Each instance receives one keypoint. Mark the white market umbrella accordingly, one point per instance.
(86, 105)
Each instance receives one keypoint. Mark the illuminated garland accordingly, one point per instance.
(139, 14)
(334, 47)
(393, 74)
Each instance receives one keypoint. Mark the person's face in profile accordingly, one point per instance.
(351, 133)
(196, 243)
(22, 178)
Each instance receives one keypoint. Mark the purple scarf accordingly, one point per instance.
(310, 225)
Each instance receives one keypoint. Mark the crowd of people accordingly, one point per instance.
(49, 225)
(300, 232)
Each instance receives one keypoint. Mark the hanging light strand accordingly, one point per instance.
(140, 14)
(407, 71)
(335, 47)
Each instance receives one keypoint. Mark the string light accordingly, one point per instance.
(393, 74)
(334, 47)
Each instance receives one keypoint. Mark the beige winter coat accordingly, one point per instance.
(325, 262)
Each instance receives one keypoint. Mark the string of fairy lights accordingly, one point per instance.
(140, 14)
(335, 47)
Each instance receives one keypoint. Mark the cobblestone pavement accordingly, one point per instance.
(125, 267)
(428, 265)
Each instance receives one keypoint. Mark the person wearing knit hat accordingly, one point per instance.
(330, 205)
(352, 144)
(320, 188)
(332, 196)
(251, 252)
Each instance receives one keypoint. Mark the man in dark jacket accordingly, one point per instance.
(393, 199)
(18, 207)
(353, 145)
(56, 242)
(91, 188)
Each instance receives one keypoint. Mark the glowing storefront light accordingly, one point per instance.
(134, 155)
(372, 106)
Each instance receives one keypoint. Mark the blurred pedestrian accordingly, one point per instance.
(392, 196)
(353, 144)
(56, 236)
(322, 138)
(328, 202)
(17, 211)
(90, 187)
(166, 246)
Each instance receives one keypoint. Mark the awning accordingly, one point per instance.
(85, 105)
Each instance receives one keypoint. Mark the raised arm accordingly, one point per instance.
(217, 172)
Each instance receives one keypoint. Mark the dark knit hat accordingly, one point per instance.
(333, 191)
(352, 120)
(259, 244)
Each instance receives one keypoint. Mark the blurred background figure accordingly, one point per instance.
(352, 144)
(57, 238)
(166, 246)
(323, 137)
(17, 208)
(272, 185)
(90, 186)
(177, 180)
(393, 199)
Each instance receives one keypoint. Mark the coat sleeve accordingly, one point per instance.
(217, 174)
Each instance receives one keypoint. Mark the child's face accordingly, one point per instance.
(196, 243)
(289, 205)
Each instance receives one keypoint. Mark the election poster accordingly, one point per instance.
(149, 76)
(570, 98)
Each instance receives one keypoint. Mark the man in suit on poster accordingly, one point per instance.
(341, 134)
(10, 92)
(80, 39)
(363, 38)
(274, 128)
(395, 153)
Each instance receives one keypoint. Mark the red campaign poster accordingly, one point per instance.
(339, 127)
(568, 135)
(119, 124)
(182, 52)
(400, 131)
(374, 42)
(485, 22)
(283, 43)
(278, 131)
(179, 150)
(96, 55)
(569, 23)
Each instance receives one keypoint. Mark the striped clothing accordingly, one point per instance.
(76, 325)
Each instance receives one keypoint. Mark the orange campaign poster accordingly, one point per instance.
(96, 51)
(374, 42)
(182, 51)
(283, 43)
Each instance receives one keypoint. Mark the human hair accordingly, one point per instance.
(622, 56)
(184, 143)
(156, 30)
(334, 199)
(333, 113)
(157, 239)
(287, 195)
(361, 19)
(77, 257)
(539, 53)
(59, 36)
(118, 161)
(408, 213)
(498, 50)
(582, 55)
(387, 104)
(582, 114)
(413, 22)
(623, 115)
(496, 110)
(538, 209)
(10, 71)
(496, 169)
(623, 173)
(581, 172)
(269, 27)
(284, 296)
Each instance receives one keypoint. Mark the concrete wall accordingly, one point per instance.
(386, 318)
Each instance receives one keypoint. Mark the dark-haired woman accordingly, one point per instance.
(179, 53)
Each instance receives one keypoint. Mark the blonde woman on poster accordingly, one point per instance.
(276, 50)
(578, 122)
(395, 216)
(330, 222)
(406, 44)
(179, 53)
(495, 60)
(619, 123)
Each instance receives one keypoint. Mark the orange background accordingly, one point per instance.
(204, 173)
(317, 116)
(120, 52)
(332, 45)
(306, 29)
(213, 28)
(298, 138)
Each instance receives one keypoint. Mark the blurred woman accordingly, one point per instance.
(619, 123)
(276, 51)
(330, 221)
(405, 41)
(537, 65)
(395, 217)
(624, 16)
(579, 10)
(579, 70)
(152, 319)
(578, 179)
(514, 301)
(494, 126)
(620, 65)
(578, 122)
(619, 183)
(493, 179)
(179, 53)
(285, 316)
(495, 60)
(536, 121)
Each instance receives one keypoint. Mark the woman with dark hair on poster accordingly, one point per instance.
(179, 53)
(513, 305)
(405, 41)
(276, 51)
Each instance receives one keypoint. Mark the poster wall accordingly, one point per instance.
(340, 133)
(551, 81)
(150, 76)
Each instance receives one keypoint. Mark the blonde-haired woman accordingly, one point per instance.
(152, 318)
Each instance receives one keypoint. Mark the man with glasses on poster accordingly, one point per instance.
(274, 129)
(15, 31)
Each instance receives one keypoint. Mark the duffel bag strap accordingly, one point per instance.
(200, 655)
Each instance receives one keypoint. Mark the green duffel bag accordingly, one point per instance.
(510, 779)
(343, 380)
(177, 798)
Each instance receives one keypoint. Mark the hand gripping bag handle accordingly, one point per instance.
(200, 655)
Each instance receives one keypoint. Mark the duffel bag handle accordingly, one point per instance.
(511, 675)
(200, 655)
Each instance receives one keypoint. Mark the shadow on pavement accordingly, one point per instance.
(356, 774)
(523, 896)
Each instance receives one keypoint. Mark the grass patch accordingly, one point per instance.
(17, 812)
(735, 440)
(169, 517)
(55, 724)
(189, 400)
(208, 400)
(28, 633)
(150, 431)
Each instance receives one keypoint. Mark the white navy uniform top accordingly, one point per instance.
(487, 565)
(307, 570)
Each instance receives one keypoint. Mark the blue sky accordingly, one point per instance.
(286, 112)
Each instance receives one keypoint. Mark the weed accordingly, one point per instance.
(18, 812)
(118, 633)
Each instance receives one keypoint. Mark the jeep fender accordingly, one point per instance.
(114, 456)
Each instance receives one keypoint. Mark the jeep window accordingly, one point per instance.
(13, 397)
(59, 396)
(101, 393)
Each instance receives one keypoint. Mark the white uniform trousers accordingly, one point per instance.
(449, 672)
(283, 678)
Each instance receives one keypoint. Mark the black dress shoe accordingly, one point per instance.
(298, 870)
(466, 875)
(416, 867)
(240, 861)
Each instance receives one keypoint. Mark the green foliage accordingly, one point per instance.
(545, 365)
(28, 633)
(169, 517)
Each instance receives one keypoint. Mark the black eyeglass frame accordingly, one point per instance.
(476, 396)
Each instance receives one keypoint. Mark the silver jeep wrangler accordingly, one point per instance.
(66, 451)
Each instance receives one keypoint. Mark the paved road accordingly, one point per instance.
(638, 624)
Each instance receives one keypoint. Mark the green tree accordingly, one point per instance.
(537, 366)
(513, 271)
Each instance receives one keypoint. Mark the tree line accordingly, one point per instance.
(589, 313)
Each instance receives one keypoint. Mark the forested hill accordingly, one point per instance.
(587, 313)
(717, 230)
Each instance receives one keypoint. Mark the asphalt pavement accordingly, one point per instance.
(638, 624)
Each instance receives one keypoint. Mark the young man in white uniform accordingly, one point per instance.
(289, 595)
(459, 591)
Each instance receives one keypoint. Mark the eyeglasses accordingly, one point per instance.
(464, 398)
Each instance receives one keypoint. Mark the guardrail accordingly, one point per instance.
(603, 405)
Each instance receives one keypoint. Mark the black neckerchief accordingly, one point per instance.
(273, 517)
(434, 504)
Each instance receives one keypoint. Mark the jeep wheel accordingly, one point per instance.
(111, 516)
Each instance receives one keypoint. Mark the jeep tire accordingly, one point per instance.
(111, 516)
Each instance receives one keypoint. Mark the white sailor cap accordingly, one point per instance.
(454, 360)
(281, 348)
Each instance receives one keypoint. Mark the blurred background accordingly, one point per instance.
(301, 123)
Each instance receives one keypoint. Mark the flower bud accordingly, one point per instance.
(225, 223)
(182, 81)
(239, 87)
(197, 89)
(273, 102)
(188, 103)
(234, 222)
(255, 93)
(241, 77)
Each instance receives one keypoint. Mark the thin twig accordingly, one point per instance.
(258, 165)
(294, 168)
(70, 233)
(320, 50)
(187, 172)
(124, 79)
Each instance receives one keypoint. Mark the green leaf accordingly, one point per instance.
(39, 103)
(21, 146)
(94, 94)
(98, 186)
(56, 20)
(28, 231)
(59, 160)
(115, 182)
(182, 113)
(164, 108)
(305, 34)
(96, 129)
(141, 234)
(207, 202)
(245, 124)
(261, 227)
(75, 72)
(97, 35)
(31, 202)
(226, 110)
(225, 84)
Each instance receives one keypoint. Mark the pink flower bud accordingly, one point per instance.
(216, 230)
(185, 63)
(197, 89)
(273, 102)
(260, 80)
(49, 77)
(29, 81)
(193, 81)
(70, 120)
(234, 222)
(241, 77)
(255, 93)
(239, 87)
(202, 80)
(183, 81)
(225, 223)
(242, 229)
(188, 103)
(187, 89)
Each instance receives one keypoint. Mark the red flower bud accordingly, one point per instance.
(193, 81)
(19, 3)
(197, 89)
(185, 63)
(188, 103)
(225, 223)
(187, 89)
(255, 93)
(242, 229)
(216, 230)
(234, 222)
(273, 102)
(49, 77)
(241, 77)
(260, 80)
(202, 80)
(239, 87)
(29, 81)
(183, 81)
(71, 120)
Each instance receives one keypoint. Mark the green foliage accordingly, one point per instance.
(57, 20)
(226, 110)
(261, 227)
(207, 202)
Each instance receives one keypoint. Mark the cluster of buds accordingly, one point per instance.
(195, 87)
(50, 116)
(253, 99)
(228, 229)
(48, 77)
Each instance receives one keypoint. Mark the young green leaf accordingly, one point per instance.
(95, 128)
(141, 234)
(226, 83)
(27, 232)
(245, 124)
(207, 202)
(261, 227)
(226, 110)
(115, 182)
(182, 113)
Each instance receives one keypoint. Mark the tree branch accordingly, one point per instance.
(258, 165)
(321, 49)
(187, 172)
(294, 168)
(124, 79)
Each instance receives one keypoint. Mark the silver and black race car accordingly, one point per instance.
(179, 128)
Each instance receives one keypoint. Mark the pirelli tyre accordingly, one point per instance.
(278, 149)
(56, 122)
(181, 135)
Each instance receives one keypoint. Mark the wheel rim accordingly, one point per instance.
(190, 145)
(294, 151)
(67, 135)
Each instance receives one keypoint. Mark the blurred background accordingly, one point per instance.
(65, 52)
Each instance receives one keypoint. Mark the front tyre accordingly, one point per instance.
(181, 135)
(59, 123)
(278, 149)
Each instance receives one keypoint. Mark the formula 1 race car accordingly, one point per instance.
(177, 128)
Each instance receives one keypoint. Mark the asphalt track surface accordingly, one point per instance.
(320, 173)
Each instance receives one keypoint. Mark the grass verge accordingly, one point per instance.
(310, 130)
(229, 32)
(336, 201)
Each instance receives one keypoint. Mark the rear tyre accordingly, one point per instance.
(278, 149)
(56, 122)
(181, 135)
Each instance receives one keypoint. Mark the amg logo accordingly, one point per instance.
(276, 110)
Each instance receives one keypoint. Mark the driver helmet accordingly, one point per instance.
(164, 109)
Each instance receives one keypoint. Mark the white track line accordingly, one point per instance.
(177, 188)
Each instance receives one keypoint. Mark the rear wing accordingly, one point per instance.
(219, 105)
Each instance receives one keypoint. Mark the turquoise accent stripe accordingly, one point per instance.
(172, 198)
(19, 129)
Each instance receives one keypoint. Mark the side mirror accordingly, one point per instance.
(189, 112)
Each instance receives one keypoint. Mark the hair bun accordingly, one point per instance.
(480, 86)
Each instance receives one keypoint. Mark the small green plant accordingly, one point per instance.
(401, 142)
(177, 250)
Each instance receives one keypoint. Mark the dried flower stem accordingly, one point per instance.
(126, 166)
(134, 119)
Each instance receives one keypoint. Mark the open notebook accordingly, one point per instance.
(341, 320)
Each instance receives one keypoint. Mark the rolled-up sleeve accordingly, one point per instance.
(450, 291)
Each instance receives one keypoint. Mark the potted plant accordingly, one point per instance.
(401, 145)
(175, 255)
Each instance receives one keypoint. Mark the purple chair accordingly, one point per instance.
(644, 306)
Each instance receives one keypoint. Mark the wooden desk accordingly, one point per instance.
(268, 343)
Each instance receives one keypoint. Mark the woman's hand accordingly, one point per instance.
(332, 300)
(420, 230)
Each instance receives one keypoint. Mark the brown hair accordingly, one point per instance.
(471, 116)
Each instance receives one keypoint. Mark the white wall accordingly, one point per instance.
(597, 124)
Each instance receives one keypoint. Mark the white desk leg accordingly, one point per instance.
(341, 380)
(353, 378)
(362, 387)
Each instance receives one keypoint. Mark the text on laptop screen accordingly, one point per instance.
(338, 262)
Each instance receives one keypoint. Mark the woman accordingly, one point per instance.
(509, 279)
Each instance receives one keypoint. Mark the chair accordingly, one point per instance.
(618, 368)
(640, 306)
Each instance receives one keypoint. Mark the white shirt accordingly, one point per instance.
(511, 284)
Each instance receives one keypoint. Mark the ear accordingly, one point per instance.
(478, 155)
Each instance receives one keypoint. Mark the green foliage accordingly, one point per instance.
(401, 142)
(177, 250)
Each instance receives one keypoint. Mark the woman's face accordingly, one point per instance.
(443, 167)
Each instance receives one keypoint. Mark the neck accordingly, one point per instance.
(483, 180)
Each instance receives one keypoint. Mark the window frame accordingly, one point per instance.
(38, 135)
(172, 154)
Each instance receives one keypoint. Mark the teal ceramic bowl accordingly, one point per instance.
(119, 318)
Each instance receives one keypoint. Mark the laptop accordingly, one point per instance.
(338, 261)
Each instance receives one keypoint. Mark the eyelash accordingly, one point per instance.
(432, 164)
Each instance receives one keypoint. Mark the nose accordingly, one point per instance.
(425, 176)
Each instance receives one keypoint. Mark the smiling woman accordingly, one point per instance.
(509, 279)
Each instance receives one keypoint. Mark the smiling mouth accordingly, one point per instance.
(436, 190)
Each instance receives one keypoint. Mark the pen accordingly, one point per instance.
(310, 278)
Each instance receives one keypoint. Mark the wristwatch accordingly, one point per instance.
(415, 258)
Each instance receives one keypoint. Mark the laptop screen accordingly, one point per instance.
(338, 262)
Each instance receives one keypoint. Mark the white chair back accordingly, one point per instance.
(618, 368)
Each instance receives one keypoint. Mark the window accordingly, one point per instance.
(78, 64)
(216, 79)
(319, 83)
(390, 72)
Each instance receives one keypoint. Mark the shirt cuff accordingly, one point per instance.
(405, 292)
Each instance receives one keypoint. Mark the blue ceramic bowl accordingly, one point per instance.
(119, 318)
--------
Reproduce exactly the line that holds "Each instance receives one keypoint. Mark the window frame", then every line after it, ending with the final line of the records above.

Answer below:
Each instance receives one keypoint. Mark the window frame accordingly, one point per instance.
(38, 135)
(172, 154)
Each instance receives one keypoint. Mark the teal ceramic bowl accordingly, one point per instance.
(119, 318)
Each instance receives one keypoint. Mark the laptop accordingly, one point per instance.
(338, 261)
Each instance receives one keypoint. Mark the eyelash accordingly, one point per instance.
(432, 164)
Each instance receives one keypoint. Mark the nose accordingly, one point per instance.
(425, 176)
Each instance receives one keypoint. Mark the smiling woman accordingly, one point per instance.
(509, 279)
Each instance receives one keypoint. Mark the smiling mouth accordingly, one point per instance.
(436, 190)
Each instance receives one keypoint. Mark the pen accordingly, one point per instance.
(310, 278)
Each instance receives one keypoint. Mark the wristwatch accordingly, one point per instance.
(415, 258)
Each instance receives one keypoint. Mark the laptop screen accordingly, one point per instance.
(338, 262)
Each instance receives one keypoint. Mark the white chair back accordingly, one point per instance.
(618, 368)
Each instance receives one keypoint. Mark the window accordingly, one point per instance.
(78, 64)
(216, 79)
(319, 83)
(390, 72)
Each instance receives one keypoint. Mark the shirt cuff accordingly, one point per instance.
(405, 292)
Each instance receives one keypoint. Mark the blue ceramic bowl accordingly, one point per instance.
(119, 318)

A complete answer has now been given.